**Task instructions**
Nothing but an exact reprint of the records is to be returned.

Dataset entries
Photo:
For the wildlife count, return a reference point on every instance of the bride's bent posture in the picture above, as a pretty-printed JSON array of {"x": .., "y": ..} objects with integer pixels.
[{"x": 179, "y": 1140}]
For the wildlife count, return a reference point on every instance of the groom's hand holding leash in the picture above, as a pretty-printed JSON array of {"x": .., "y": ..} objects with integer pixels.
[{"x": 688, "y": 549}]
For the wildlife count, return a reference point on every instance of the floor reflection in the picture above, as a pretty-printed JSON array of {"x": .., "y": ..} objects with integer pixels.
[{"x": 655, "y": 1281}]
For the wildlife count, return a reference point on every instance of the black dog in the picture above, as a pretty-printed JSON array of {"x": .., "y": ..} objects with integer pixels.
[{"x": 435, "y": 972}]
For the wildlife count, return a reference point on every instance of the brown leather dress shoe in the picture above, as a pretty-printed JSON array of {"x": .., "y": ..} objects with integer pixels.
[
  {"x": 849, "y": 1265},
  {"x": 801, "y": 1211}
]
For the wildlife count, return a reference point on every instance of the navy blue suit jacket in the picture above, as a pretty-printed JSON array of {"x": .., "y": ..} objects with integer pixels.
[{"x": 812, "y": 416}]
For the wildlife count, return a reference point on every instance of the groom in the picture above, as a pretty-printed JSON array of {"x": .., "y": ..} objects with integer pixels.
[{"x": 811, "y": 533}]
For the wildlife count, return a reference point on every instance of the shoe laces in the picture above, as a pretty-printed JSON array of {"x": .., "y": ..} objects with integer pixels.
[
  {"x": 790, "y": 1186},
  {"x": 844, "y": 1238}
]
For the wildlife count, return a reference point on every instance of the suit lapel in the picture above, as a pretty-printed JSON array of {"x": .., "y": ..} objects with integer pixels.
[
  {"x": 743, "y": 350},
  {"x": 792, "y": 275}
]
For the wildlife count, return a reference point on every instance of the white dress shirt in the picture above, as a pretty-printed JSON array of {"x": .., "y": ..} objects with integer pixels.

**Solution**
Photo:
For the wildlife count, return a reference point on every instance of the bride's bent posture in the picture above, as a pretty-printed JSON array of {"x": .., "y": ..} objects with integer pixels.
[{"x": 179, "y": 1140}]
For the wildlife count, return a reference point on every instance of the groom's hand holding leash in the picture above, as a pretty-printed JSON array of {"x": .., "y": ..} objects with integer pixels.
[{"x": 688, "y": 549}]
For the wildlife count, return a reference point on every instance of the floor reflection in the picture above, as a pretty-printed JSON array of {"x": .., "y": ..} objects with integer pixels.
[{"x": 655, "y": 1281}]
For the wildlife count, return a reference point on every instance of the black dog in the picture above, as a pretty-printed JSON array of {"x": .., "y": ..} objects with integer pixels.
[{"x": 435, "y": 972}]
For the wildlife count, return a reference point on every instance of the brown leather dress shoe in the picture above, as a pretty-printed JSON array of {"x": .., "y": ..} objects with integer pixels.
[
  {"x": 849, "y": 1265},
  {"x": 801, "y": 1211}
]
For the wildlife count, return a reference point on every instance of the navy blue suit jacket in the picture above, as a pretty-printed JSON array of {"x": .., "y": ..} objects with integer pixels.
[{"x": 812, "y": 416}]
For the wildlife count, return a reference point on every instance of the groom in the picture above, as a pretty-printed JSON array of {"x": .., "y": ..} objects with integer pixels.
[{"x": 811, "y": 533}]
For the wildlife count, return a reference point on every instance of the shoe laces in the picture above, as a pretty-printed JSON array of {"x": .., "y": ..} objects with integer pixels.
[
  {"x": 790, "y": 1186},
  {"x": 844, "y": 1238}
]
For the wildlife count, return a reference point on every instance of the suit lapel in the picture above, as a pretty-printed JSON array of {"x": .., "y": ..} objects with integer pixels.
[
  {"x": 743, "y": 350},
  {"x": 792, "y": 275}
]
For the wildlife count, return a reference point on every instance of the white dress shirt in the picture above, as a pretty-printed JSON array of {"x": .., "y": ..} objects with integer pixels.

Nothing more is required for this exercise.